Locate all lines in the data below that hold "garage" and show them.

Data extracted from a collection
[Start of Attachment]

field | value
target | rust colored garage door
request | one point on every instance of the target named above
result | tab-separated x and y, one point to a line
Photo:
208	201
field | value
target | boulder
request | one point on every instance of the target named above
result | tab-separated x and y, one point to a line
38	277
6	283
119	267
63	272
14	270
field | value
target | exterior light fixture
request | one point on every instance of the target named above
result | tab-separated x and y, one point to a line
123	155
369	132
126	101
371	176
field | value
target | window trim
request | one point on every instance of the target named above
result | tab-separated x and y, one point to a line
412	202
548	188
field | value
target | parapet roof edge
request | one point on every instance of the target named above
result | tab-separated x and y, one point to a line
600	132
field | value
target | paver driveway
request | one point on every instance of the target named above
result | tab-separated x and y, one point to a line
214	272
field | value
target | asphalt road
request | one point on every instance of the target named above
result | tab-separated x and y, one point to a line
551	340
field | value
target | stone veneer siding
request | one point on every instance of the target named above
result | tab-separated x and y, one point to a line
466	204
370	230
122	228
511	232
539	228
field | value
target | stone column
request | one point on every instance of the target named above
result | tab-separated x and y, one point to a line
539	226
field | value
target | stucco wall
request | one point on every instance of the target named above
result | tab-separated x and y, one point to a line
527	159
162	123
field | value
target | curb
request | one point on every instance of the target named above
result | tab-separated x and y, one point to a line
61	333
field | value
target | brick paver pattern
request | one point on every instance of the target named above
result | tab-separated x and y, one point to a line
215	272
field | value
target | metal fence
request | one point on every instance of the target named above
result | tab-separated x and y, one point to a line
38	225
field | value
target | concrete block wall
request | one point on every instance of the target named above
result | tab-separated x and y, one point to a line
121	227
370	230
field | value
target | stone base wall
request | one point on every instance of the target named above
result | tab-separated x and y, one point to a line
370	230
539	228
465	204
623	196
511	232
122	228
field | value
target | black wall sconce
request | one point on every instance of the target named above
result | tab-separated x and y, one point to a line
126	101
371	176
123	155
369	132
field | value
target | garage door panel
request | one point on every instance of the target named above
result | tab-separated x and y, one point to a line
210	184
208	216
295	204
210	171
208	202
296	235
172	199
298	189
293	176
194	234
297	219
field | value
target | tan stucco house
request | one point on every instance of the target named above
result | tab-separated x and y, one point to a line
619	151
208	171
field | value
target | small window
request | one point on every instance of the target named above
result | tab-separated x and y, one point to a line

[End of Attachment]

Exercise output
target | rust colored garage door
target | garage door panel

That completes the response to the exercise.